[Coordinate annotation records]
******

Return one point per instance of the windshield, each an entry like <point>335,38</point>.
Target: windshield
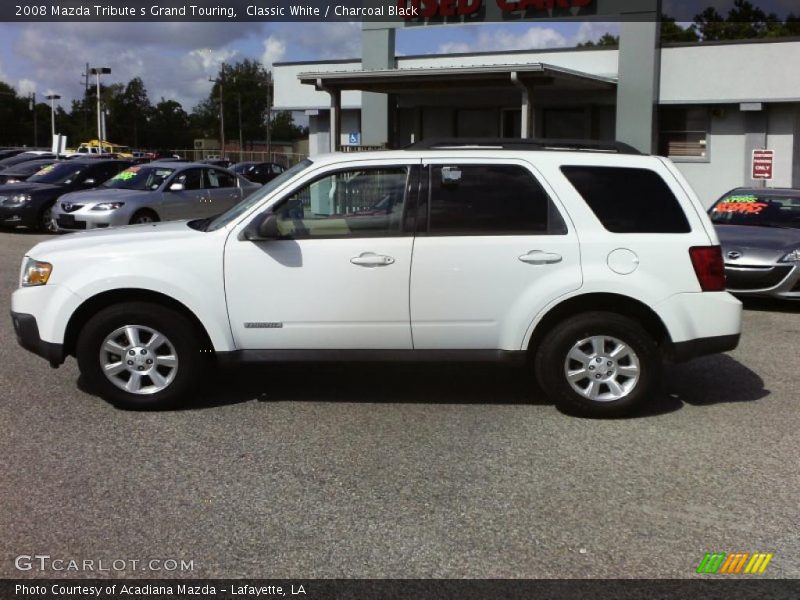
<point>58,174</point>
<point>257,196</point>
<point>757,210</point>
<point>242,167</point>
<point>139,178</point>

******

Retype the records above line for line, leaving out the pictures.

Result of the exercise —
Return one point per instance of the windshield, each an entry like <point>335,38</point>.
Target: windshield
<point>58,174</point>
<point>257,196</point>
<point>757,210</point>
<point>242,167</point>
<point>139,178</point>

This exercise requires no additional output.